Selection:
□ □ □

Inhibits commits with bad messages from getting merged

platisd, updated 🕥 2022-01-22 11:27:03

Bad Commit Message Blocker Build Status

A simple script, doing some natural language processing, to inhibit git commits with bad messages from getting merged.

screenshot

What?

A Python3 script, easy to integrate with various CI machinery (e.g. see GitHub Actions example) that is meant to keep bad commit messages out of a project. It verifies whether the seven rules of a great Git commit message by Chris Beams, are being followed:

  1. Separate subject from body with a blank line
  2. Limit the subject line to 50 characters
  3. Capitalize the subject line
  4. Do not end the subject line with a period
  5. Use the imperative mood in the subject line
  6. Wrap the body at 72 characters
  7. Use the body to explain what and why vs. how

Why?

The more a project grows in contributors and size, the more important the quality of its commit messages becomes.

□ □ □

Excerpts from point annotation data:

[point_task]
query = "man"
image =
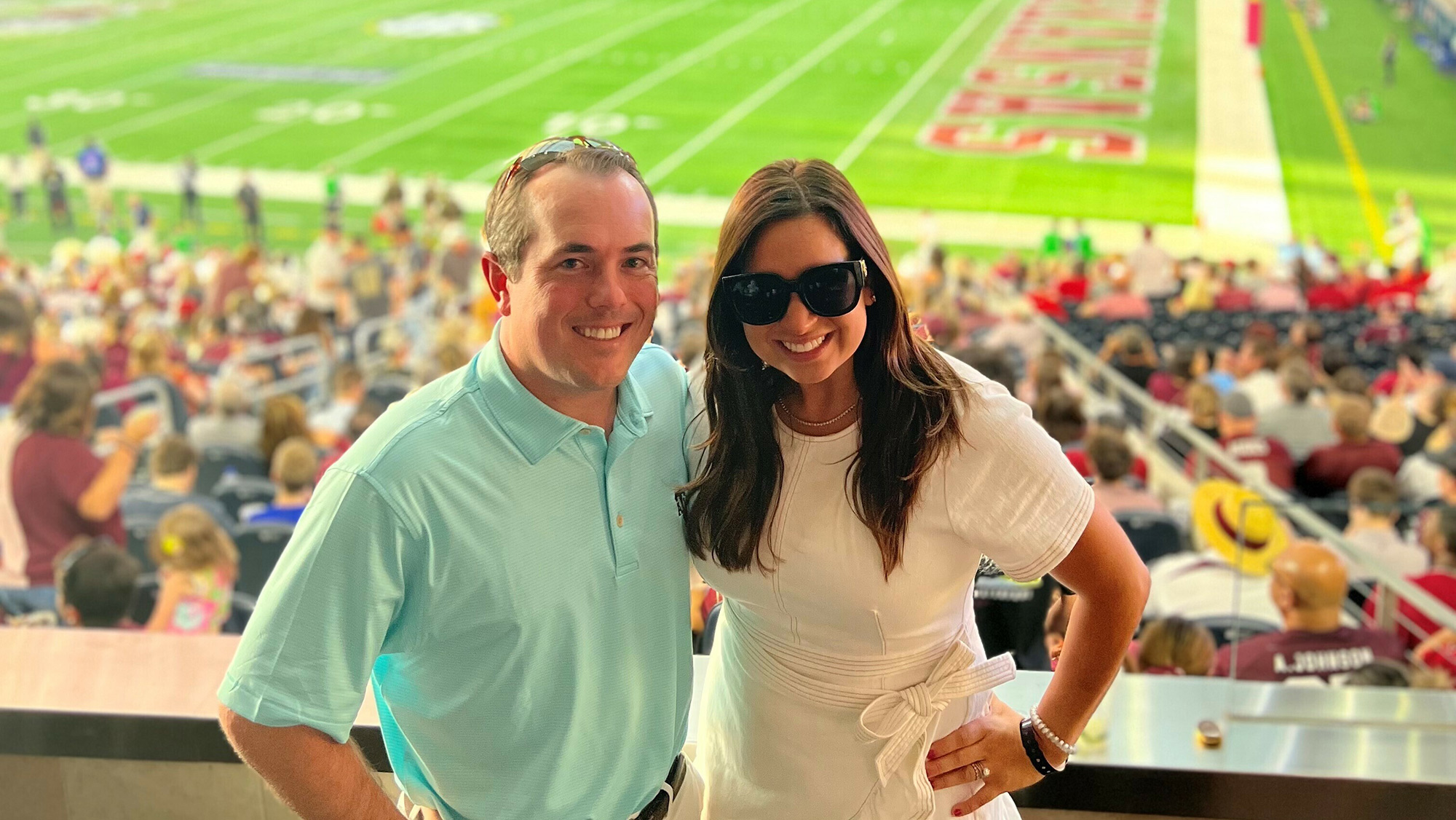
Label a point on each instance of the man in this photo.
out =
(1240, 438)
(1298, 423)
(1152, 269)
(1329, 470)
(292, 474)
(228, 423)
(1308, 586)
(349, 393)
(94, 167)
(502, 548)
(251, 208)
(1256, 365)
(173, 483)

□ □ □

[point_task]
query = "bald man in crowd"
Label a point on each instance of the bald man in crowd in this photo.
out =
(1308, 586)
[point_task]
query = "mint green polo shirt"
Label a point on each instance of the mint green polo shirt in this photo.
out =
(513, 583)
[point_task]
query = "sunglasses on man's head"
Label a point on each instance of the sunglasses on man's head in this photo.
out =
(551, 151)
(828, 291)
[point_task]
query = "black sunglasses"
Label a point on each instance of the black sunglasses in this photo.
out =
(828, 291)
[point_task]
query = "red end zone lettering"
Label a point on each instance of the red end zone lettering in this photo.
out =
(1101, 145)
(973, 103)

□ □ □

Tasks to complete:
1. Answer these questions from the commit message blocker text:
(a) In what language is the script written?
(b) Whose seven rules for a great Git commit message does the script check?
(c) What is the character limit for the subject line?
2. Summarize the commit message blocker text in two sentences.
3. Pick up the commit message blocker text after its last sentence and continue it.

Answers to the tasks:
1.
(a) Python3
(b) Chris Beams
(c) 50 characters

2. Bad Commit Message Blocker is a Python3 script that uses some natural language processing to keep git commits with bad messages from getting merged, and it is easy to integrate with various CI machinery. It checks whether commits follow Chris Beams's seven rules of a great Git commit message, because commit message quality matters more as a project grows in contributors and size.

3.
It is ultimately hard to quantify what makes a good commit message. However, we can easily determine automatically whether it adheres to most of the git commit message best practices. Having a script to automatically verify that, aside of other rules that you might already enforce (e.g. checking whether a task or a requirement is referenced) can save a lot of time in the long run as well as even avoid conflicts between the reviewer(s) and the reviewee.

After adopting this script, what you get is a set of best practices, agreed upon by the project and automatically applied. This way, everyone has to follow them or CI will not allow that commit in. Simple as that! :innocent:

How?

Most of the rules are trivial to implement in code, except two of them, no. 5 and no. 7. Specifically, checking whether the commit subject begins with imperative mood is tricky due to limitations of the Natural Language Processing libraries being utilized. You can read more about the constraints here. Essentially, it boils down to the lack of many imperative sentences existing in the datasets used when training the relevant statistical models. Subsequently, the enforcement of this rule might produce some false positive and false negative errors.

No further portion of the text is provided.